How many lines in the entries below contain the string "stack"? Matching is case-sensitive; reply with the number only.

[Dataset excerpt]
━━━━━━━━━━
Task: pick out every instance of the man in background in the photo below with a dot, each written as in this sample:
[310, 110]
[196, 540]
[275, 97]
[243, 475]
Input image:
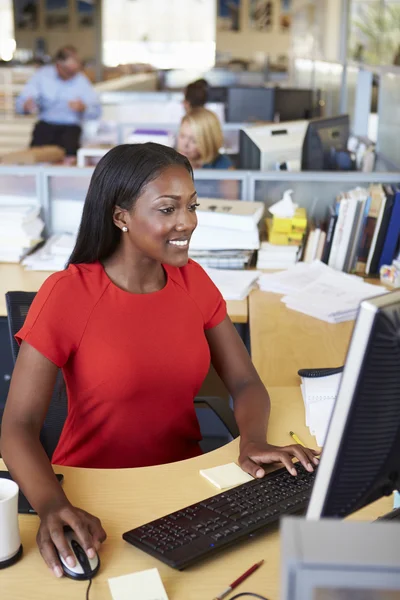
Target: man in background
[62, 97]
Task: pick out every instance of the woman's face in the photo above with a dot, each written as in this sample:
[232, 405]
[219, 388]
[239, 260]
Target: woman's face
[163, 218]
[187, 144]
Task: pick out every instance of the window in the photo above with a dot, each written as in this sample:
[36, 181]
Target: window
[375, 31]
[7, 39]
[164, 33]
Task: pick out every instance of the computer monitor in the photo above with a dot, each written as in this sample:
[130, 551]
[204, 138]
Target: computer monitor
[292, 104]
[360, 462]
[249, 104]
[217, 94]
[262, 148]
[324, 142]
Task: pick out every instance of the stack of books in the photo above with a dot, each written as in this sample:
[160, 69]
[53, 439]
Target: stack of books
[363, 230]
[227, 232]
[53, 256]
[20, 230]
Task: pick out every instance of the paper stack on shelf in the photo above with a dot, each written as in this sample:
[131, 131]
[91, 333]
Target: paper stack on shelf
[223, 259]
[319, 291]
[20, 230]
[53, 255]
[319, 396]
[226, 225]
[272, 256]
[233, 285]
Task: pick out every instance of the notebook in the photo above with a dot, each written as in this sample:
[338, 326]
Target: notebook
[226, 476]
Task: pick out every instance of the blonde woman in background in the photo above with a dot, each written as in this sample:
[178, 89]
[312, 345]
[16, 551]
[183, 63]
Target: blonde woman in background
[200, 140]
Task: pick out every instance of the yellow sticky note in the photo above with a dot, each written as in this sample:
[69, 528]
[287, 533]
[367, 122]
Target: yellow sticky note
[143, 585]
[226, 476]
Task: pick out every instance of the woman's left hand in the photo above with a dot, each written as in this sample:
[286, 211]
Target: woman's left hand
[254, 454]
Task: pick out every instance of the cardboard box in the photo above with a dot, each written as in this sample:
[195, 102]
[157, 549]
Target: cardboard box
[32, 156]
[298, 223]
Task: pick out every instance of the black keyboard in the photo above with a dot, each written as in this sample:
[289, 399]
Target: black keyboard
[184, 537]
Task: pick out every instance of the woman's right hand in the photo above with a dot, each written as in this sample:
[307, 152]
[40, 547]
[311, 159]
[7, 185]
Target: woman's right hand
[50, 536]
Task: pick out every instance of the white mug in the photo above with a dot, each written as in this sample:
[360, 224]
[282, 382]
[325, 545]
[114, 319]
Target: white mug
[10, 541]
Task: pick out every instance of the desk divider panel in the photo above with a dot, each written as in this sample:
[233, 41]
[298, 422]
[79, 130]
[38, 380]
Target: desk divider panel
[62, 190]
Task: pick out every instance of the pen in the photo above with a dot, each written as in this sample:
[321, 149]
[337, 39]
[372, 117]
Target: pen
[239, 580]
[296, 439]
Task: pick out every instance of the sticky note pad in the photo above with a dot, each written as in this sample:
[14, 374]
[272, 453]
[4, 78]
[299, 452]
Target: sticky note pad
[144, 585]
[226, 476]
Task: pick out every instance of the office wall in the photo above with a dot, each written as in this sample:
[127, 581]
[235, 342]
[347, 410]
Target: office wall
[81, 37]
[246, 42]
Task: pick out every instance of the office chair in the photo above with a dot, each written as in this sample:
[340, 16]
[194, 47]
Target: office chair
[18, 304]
━━━━━━━━━━
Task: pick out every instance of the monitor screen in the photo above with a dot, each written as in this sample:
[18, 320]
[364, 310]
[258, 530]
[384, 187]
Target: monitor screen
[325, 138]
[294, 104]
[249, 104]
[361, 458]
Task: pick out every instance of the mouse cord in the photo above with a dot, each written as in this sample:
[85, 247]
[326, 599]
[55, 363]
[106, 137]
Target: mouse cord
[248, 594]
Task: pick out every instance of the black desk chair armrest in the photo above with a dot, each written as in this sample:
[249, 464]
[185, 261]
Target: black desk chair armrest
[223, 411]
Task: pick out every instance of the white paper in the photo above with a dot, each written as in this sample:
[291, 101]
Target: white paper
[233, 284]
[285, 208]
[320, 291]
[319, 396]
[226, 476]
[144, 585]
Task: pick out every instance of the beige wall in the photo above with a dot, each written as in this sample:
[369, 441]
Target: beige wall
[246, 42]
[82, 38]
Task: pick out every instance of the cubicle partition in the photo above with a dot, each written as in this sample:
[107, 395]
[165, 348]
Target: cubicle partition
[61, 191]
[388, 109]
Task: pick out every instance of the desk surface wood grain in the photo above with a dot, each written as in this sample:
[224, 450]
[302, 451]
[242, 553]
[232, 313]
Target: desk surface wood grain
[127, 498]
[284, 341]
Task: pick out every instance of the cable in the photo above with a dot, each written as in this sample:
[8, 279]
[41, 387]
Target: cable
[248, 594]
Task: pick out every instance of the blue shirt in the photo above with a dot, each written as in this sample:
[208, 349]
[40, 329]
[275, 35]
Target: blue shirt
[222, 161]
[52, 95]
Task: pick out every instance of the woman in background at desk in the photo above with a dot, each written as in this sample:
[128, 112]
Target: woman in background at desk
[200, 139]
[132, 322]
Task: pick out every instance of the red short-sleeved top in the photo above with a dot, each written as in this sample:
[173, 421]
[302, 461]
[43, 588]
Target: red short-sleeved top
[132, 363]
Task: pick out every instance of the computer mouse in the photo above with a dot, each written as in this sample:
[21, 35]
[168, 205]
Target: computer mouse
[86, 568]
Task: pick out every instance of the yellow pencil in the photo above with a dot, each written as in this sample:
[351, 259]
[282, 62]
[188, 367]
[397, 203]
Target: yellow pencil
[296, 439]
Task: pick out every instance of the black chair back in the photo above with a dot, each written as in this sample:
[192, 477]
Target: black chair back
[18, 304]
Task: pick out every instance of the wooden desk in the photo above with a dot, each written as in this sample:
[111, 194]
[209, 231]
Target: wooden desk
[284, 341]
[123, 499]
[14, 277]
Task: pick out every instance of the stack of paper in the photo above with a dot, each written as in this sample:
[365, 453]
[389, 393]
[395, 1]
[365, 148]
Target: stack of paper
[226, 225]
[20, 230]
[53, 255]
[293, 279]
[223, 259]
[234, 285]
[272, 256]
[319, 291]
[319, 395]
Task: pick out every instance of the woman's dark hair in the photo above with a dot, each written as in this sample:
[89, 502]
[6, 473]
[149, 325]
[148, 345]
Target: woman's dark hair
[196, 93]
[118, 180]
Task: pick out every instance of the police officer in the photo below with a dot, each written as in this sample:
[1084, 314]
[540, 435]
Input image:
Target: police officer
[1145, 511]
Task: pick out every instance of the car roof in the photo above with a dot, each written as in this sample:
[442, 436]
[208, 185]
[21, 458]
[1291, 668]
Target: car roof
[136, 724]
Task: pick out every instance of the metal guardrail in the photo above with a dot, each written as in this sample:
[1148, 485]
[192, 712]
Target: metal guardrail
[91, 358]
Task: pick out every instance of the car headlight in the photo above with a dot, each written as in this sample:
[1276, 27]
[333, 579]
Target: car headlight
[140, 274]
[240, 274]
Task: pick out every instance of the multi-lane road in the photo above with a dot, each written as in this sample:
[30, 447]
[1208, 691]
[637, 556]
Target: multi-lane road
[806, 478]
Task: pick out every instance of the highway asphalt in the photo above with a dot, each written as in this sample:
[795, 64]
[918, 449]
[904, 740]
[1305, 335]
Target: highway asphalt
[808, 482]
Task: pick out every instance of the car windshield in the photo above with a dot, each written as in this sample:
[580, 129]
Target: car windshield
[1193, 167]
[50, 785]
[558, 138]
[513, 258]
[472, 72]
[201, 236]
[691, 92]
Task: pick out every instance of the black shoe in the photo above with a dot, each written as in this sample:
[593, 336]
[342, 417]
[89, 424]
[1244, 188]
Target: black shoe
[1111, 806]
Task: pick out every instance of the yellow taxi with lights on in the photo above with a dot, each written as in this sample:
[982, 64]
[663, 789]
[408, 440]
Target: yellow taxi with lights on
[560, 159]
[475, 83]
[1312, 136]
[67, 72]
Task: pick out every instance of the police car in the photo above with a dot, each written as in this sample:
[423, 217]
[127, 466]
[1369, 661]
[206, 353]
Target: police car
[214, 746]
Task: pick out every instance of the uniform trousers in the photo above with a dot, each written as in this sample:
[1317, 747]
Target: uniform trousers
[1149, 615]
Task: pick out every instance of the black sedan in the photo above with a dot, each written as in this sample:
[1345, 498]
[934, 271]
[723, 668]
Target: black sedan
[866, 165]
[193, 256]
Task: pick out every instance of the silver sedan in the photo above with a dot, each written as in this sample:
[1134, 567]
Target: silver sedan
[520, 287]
━━━━━━━━━━
> RESPONSE FOR THIS EXERCISE
6